日本の写真館ではまさに老舗の中の老舗として知られる内田写真は、今年創業140周年を迎えた。その長い歴史の中で、同社が変わることなく受け継いできたのはチャレンジスピリット。どの時代においても、新たな領域に果敢に挑むことで、日本の写真文化を拓き育んできたのである。
「古くて新しい写真館」をコンセプトに、フォトビジネスを革新しつづける同社の取り組みについて話を伺った。

明治、大正、昭和、平成。

明治、大正、昭和、平成。

創業140周年。つねに時代の先端に。

内田写真の歴史は深い。幕末・明治を代表する写真師であり、はじめて明治天皇のお姿を写真に収めたことでも知られる内田九一氏。その従弟である初代・内田酉之助氏が東京浅草の九一氏の写真館で写真術を学び、1871年(明治4年)、大阪天満の地に写真館を開業したのが内田写真の始まりである。

ラベル付きの対象を指し示す項目:
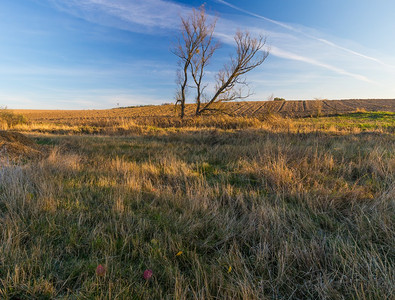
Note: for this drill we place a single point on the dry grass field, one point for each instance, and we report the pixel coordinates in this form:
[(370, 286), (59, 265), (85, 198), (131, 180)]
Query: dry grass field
[(217, 207)]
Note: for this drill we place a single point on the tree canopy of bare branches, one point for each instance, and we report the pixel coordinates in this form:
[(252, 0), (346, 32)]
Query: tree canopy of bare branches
[(195, 49)]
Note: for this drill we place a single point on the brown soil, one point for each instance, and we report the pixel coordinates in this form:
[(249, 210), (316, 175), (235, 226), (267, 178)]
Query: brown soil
[(14, 146)]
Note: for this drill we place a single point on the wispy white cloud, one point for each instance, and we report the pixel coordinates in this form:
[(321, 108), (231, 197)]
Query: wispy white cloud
[(296, 30), (136, 15), (153, 15), (288, 55)]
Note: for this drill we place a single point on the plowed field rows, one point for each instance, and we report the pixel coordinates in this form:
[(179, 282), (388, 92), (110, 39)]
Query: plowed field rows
[(247, 108)]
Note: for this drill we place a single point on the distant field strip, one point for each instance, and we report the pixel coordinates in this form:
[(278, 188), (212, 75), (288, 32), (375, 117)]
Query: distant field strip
[(241, 109)]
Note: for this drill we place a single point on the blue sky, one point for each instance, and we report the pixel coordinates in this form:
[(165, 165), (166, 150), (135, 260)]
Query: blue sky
[(86, 54)]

• [短い課題] 内田写真の歴史を述べた文章のうち、「日本の写真館ではまさに老舗の」の語を含むところから始め、「取り組みについて話を伺った。」の語で終えて、一字も変えずに書き写すこと。 項目はこの作業には一切関わらない。

• [課題の結果]
日本の写真館ではまさに老舗の中の老舗として知られる内田写真は、今年創業140周年を迎えた。その長い歴史の中で、同社が変わることなく受け継いできたのはチャレンジスピリット。どの時代においても、新たな領域に果敢に挑むことで、日本の写真文化を拓き育んできたのである。
「古くて新しい写真館」をコンセプトに、フォトビジネスを革新しつづける同社の取り組みについて話を伺った。